— Exercise prompt —
Express the listing below as a JSON list of strings, one string per line, with blank lines omitted.

— Entries provided —
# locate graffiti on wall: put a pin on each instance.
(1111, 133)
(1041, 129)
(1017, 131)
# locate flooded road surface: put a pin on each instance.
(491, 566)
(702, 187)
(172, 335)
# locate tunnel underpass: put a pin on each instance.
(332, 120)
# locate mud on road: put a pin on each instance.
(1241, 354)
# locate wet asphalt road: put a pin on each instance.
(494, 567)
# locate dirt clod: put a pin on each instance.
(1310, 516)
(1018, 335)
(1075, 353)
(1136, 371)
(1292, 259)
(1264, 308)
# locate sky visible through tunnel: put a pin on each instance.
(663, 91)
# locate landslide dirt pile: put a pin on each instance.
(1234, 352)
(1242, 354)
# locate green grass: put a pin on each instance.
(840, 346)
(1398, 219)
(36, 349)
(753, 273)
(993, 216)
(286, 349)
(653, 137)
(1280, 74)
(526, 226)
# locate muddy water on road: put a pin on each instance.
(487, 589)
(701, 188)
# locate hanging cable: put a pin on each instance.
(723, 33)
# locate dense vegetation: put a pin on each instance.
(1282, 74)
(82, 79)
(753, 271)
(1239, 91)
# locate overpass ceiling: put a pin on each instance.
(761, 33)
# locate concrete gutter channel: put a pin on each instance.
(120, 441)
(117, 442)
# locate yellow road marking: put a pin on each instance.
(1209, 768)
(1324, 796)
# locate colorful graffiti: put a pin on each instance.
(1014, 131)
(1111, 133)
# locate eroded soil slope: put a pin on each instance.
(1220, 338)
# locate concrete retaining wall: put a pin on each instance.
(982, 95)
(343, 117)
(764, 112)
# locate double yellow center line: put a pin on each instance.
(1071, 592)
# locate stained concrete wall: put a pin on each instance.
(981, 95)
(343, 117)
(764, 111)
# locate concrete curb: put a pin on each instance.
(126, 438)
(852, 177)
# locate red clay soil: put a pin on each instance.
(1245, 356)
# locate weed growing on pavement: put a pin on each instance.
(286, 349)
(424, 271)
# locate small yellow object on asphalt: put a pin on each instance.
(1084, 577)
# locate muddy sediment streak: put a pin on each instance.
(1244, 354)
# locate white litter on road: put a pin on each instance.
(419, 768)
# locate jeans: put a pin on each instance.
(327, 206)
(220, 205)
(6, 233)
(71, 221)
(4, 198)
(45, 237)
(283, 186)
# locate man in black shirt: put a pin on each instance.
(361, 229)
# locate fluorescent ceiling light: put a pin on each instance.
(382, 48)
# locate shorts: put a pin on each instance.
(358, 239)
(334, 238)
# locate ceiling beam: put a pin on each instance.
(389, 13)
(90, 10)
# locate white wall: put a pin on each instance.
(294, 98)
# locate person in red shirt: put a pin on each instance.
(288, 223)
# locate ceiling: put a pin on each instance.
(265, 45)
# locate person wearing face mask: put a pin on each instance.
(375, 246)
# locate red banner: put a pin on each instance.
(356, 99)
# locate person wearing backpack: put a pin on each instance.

— Task output —
[
  "# locate graffiti on wall: put a pin on each instance.",
  "(1111, 133)",
  "(1041, 129)",
  "(1017, 131)",
  "# locate flooded road surface: put a pin on each instance.",
  "(491, 566)",
  "(702, 187)",
  "(172, 335)",
  "# locate tunnel underpass: put a pin on each instance.",
  "(332, 120)",
  "# locate mud on road: put a pin on each instance.",
  "(1241, 354)",
  "# locate wet asphalt road: put a pin on each instance.",
  "(494, 567)",
  "# locate dirt clod: put a pin on each instance.",
  "(1310, 516)",
  "(1018, 335)",
  "(1075, 353)",
  "(1136, 371)",
  "(1292, 259)",
  "(1264, 308)",
  "# locate sky visible through tunnel: put a pin on each instance.",
  "(663, 91)",
  "# locate landslide dirt pile: put a pin on each instance.",
  "(1234, 352)",
  "(1242, 354)",
  "# locate green grass: put a pin on each instance.",
  "(840, 346)",
  "(1398, 219)",
  "(36, 349)",
  "(753, 273)",
  "(993, 216)",
  "(286, 349)",
  "(653, 137)",
  "(1280, 74)",
  "(526, 226)",
  "# locate muddy water on road: put a pin on each instance.",
  "(487, 589)",
  "(701, 188)",
  "# locate hanging cable: put a pin on each instance.",
  "(723, 33)",
  "# locate dense vegetation: put a pin on each instance.",
  "(1282, 74)",
  "(82, 79)",
  "(753, 271)",
  "(1239, 91)",
  "# locate overpass ceiling: put a pin on each instance.",
  "(761, 33)",
  "# locate concrete gutter channel: put a pin on each instance.",
  "(120, 441)",
  "(117, 442)",
  "# locate yellow road marking: put a pin on each instance.",
  "(1209, 768)",
  "(1324, 796)",
  "# locate colorful graffiti: put a pin on each instance.",
  "(1014, 131)",
  "(1111, 133)",
  "# locate eroded soil slope: put a pin on each instance.",
  "(1220, 338)",
  "# locate concrete retaining wall: put a pin on each instance.",
  "(982, 95)",
  "(343, 117)",
  "(764, 112)",
  "# locate double yellow center line: put a pin on each instance.",
  "(1071, 592)",
  "# locate stained concrete wall: put a pin on each instance.",
  "(981, 95)",
  "(343, 117)",
  "(764, 111)",
  "# locate concrete curb: put a pin on each instance.",
  "(126, 438)",
  "(852, 177)",
  "# locate red clay soil: put a pin on each instance.",
  "(1245, 356)",
  "# locate weed growing on pavement: put a pin on each instance.",
  "(286, 349)",
  "(424, 271)",
  "# locate small yellow object on asphalt: put a pin on each instance.",
  "(1084, 577)",
  "# locate muddy sediment streak: put a pin on each instance.",
  "(1244, 354)",
  "# locate white litter on road: put a pin on each instance.",
  "(419, 768)",
  "# locate jeans: put a pin on each instance.",
  "(327, 206)",
  "(220, 205)",
  "(6, 233)",
  "(71, 221)",
  "(4, 198)",
  "(45, 237)",
  "(283, 186)",
  "# locate man in black shirt: put a pin on each instance.",
  "(361, 229)",
  "# locate fluorescent ceiling light: put a pin on each instance.",
  "(382, 48)",
  "# locate shorts: put a pin on each instance.",
  "(358, 239)",
  "(334, 238)",
  "# locate ceiling beam: put a pin on each instance.",
  "(389, 13)",
  "(90, 10)",
  "# locate white wall: put a pin on each instance.",
  "(294, 98)",
  "# locate person in red shirt: put a pin on each instance.",
  "(288, 223)",
  "# locate ceiling: put a pin on each instance.",
  "(265, 45)",
  "# locate person wearing face mask: put a pin on each instance.",
  "(375, 246)",
  "# locate red banner: put a pin on each instance.",
  "(356, 99)",
  "# locate person wearing backpack: put a pin on each instance."
]